Find the line that contains "Cam-trap alert: motion was detected. Identify doorway" and print it and every line after it, exactly, please.

+ + + + + + +

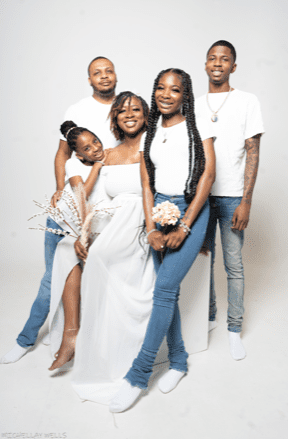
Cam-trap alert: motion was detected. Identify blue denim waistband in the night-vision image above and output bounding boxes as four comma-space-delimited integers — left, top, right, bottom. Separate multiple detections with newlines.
154, 192, 187, 204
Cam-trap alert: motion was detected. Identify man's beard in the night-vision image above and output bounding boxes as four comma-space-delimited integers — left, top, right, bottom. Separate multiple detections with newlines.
93, 85, 116, 96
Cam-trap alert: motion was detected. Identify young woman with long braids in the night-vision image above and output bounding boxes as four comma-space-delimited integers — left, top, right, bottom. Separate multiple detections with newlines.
109, 69, 215, 412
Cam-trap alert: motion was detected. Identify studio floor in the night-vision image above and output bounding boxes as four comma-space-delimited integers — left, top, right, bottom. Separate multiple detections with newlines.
0, 261, 288, 439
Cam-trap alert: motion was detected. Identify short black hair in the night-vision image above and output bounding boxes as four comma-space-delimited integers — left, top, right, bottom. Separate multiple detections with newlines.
108, 91, 149, 141
206, 40, 236, 62
88, 56, 114, 76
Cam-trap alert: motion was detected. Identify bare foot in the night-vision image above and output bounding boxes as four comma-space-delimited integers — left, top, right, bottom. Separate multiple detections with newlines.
48, 329, 79, 370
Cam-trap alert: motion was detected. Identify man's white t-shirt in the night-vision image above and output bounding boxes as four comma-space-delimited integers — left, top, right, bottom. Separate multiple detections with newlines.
60, 96, 119, 149
139, 118, 214, 195
195, 89, 264, 197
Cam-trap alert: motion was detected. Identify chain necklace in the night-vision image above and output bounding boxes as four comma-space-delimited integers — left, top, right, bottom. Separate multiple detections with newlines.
161, 117, 185, 143
207, 87, 232, 122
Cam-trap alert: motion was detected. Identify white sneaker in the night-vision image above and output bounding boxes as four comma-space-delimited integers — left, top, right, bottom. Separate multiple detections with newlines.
41, 332, 51, 346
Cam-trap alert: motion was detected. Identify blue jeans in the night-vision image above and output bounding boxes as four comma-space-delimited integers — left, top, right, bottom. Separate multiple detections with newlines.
16, 217, 64, 348
125, 194, 209, 389
206, 196, 244, 332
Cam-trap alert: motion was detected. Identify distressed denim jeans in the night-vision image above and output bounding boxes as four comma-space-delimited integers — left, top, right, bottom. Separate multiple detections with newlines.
206, 196, 244, 332
125, 194, 209, 389
16, 216, 64, 348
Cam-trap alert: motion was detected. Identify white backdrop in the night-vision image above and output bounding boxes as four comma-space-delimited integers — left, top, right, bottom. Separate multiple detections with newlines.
0, 0, 288, 293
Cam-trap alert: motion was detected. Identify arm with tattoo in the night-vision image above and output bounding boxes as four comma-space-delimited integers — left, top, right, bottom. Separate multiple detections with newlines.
232, 134, 261, 231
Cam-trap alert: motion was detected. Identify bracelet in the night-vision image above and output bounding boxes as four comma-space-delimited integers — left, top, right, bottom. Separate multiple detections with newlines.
179, 220, 191, 235
145, 229, 159, 244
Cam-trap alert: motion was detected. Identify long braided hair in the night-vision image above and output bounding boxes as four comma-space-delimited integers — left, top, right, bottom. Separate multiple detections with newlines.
144, 68, 205, 203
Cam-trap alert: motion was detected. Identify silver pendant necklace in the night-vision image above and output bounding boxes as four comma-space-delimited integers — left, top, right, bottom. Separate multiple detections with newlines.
207, 87, 232, 122
161, 117, 185, 143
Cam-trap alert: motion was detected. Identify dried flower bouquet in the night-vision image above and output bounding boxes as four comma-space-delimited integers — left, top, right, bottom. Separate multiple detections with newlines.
28, 183, 114, 247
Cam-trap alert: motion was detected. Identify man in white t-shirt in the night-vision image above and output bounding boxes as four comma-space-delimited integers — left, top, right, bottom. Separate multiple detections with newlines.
51, 56, 118, 207
195, 40, 264, 360
0, 56, 118, 364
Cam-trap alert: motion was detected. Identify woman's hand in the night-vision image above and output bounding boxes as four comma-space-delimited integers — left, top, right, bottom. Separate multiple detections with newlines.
74, 238, 88, 262
166, 227, 187, 249
148, 230, 166, 252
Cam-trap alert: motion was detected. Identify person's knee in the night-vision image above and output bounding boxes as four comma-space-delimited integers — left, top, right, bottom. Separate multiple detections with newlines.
225, 262, 244, 279
153, 287, 179, 308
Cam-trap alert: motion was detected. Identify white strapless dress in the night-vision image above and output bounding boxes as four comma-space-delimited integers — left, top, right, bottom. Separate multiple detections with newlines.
72, 163, 155, 404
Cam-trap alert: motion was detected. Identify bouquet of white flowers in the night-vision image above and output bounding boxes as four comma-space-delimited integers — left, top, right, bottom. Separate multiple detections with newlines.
152, 201, 181, 226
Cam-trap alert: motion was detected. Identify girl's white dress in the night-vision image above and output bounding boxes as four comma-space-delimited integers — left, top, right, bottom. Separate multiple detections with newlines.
51, 163, 155, 404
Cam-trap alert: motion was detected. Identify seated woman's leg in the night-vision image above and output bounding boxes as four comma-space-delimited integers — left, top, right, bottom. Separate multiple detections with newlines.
49, 264, 82, 370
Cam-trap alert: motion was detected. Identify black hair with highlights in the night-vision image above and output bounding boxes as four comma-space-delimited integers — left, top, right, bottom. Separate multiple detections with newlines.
108, 91, 149, 141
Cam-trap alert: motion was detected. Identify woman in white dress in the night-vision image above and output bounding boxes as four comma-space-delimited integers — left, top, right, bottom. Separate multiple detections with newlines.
109, 69, 215, 412
51, 92, 155, 404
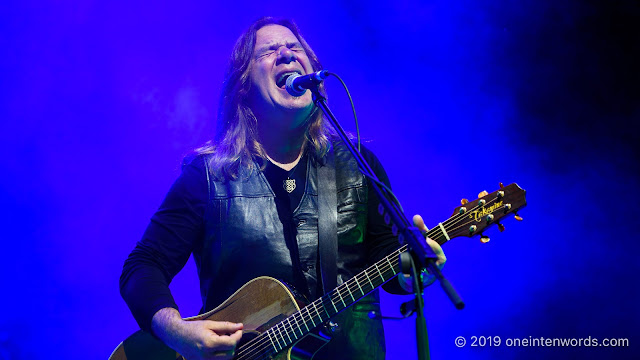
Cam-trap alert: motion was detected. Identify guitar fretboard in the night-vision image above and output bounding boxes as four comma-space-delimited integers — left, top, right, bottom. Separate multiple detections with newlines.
260, 224, 451, 353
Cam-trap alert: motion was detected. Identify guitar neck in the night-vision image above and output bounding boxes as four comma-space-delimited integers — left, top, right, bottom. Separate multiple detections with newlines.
261, 227, 448, 352
245, 183, 526, 353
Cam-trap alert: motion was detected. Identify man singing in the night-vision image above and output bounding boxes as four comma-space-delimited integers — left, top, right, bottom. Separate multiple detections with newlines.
120, 18, 446, 360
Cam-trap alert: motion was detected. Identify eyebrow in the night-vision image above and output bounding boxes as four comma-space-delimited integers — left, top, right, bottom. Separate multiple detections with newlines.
256, 41, 302, 54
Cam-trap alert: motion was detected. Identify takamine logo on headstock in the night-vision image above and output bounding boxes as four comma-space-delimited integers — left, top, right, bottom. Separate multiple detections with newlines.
447, 183, 527, 242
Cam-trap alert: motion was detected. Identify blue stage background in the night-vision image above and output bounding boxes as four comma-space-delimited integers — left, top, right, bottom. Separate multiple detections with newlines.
0, 0, 640, 360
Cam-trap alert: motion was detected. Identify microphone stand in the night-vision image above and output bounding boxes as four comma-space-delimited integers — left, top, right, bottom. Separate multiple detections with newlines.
310, 87, 464, 360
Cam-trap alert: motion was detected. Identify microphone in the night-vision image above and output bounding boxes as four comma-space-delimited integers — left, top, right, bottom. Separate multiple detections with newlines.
286, 70, 329, 97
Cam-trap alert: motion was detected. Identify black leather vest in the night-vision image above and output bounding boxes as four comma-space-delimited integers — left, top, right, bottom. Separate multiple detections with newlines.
194, 143, 384, 359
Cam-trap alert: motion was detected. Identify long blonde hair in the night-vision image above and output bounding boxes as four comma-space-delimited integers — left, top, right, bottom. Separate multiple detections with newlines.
196, 17, 335, 179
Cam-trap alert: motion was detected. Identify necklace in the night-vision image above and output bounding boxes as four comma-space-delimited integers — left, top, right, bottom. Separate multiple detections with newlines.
267, 151, 306, 194
282, 162, 300, 194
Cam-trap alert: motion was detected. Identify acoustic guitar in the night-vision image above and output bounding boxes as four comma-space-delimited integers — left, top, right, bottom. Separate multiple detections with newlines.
109, 183, 526, 360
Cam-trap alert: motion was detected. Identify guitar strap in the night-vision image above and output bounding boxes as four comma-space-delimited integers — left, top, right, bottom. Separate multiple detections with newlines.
318, 148, 338, 294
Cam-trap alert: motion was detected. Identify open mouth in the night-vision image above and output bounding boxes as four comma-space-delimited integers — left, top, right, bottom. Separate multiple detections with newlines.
276, 71, 300, 89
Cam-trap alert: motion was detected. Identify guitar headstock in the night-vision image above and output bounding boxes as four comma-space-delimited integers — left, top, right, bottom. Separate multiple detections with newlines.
447, 183, 527, 242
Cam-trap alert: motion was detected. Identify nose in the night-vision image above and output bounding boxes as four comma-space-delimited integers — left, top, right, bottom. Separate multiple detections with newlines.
278, 46, 296, 64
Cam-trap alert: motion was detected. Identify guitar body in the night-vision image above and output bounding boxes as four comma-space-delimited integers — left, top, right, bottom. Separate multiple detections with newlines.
109, 276, 329, 360
109, 183, 526, 360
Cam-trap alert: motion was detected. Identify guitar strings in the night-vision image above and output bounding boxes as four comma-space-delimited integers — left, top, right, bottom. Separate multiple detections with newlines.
232, 198, 504, 360
232, 200, 493, 359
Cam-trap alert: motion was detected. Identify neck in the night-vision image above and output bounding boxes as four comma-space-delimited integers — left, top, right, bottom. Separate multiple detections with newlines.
259, 121, 306, 168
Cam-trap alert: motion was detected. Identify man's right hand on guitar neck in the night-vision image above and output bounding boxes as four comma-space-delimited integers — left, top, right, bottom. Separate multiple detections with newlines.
151, 308, 242, 360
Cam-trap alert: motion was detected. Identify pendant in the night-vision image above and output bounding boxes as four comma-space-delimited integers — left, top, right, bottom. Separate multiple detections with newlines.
282, 179, 296, 194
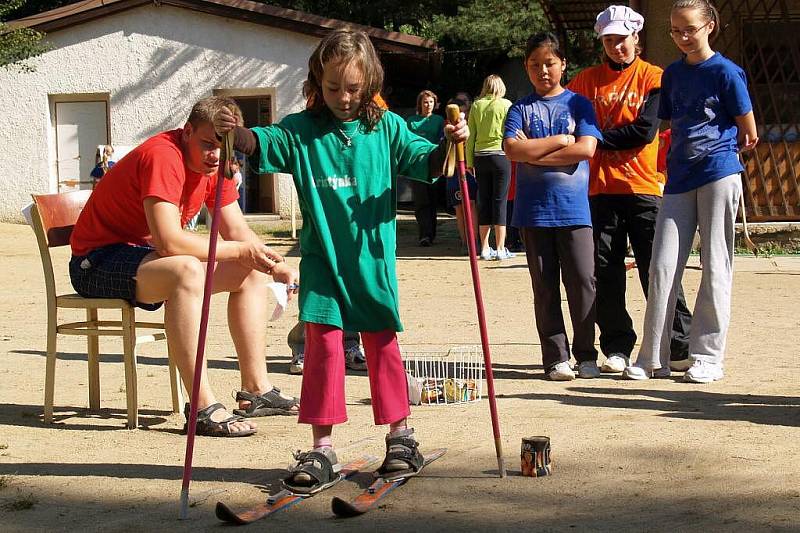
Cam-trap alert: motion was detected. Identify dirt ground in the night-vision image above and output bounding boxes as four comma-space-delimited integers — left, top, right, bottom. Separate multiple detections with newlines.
0, 215, 800, 532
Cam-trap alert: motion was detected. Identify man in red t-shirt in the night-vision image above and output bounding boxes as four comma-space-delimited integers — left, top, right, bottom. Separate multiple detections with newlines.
70, 97, 298, 437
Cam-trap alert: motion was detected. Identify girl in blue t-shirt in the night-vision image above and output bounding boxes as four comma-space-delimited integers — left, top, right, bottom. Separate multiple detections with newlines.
623, 0, 758, 383
503, 33, 602, 381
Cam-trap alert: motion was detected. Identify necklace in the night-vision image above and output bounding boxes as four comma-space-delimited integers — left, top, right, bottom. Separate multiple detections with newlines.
337, 126, 353, 148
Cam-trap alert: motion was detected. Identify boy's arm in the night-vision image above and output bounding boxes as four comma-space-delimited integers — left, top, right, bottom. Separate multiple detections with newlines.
503, 135, 575, 164
734, 111, 758, 152
144, 196, 283, 274
530, 135, 597, 167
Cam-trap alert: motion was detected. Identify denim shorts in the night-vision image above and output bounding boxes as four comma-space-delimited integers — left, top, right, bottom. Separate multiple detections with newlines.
69, 244, 164, 311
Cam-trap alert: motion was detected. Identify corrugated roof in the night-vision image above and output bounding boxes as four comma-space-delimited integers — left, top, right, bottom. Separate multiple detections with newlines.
8, 0, 437, 53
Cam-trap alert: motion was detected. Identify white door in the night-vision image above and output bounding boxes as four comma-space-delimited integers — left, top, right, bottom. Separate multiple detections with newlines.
56, 102, 108, 191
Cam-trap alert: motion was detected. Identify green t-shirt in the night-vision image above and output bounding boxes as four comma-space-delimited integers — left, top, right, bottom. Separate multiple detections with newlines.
466, 96, 511, 167
406, 115, 444, 144
253, 111, 436, 331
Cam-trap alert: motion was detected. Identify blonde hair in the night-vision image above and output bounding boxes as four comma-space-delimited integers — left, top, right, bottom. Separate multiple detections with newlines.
303, 30, 384, 131
670, 0, 721, 42
417, 90, 439, 115
478, 74, 506, 98
186, 96, 243, 127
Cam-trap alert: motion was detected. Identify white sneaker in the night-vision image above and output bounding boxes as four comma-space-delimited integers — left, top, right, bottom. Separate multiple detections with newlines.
495, 248, 517, 261
481, 246, 497, 261
578, 361, 600, 379
683, 361, 725, 383
547, 361, 575, 381
669, 357, 694, 372
600, 354, 630, 374
622, 365, 672, 381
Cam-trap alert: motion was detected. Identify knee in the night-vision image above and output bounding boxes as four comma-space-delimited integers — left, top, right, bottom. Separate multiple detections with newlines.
175, 256, 206, 292
241, 270, 270, 293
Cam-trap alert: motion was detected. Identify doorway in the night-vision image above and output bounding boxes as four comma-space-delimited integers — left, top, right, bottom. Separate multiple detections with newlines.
53, 96, 109, 192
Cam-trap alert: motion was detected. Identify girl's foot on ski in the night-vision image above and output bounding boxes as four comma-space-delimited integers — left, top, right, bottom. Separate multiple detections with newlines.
283, 446, 340, 494
378, 428, 425, 478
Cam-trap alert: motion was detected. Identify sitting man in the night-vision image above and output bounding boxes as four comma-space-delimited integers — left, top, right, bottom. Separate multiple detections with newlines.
69, 97, 298, 437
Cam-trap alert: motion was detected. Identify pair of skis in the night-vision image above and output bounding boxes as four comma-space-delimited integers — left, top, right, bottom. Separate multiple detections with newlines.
216, 448, 447, 525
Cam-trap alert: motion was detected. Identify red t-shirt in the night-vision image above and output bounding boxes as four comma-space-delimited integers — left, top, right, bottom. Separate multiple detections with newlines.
70, 129, 239, 256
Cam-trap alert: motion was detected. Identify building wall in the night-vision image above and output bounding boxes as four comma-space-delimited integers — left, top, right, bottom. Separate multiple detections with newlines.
0, 5, 318, 221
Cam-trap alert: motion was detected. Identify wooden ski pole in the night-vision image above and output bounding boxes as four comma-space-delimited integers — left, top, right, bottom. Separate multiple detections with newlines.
179, 131, 233, 520
447, 104, 506, 478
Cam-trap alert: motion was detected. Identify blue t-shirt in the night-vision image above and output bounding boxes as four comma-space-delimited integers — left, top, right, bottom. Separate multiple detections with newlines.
503, 90, 603, 227
658, 52, 753, 194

+ + + + + + +

Correct answer.
Cam-trap alert: motion was detected. Identify doorway in the night-vision image above and output bounding boxes as four comma-space-delimited integers — left, top, right, bottom. Separate multiple detections with newlines.
53, 96, 109, 192
Cam-trap alert: motion was detected. Identify girl's foot on ski in the night-vision image above and output bounding boxes as four comma-space-delimited integers — left, top, right, bottom. Separate multiple detections with newlines.
283, 446, 340, 494
378, 428, 425, 478
Cam-trap alert: motion was detected. Identify sitting man in the night-vision image above and output bounding boxes as four comma-space-delimited integers — left, top, right, bottom. Separate multiple detections with newlines.
69, 97, 298, 437
Cam-trap alert: motion was detected. Identify pair of skis in the night-vision image above and output bounding boxes as four comma-space-delimited integers — left, top, right, bottom. Separate multiple detections with newlines.
216, 448, 447, 525
Cam-trap alert: motion was detected. Identify red t-shirt in the night-vision image above and output bounding boxes as four comma-space-delimited integers — left, top, right, bottom. Separate multiple detections with newlines.
70, 129, 239, 256
Cam-trap alert: motion was detected. Identify building wall in the night-vision image above and output bounding boxes as four comma-space-delimited integers — left, top, right, bottom. Separate multiple detections with newlines.
0, 5, 318, 221
Cam-trap alert: motion was detected. Identify wooden ski pole in the night-vision image above and output bounding boxes as four comma-space-delimited integers — left, top, right, bottom. Separate multiple detections with newlines.
179, 131, 233, 520
447, 104, 506, 478
Cam-trap alert: motion was detected. Identify blue t-shirt in the night-vision image above and output bounding boxes as four comma-space-delimited integers — left, top, right, bottom. Separate multiple detections with newlines.
503, 90, 603, 227
658, 52, 753, 194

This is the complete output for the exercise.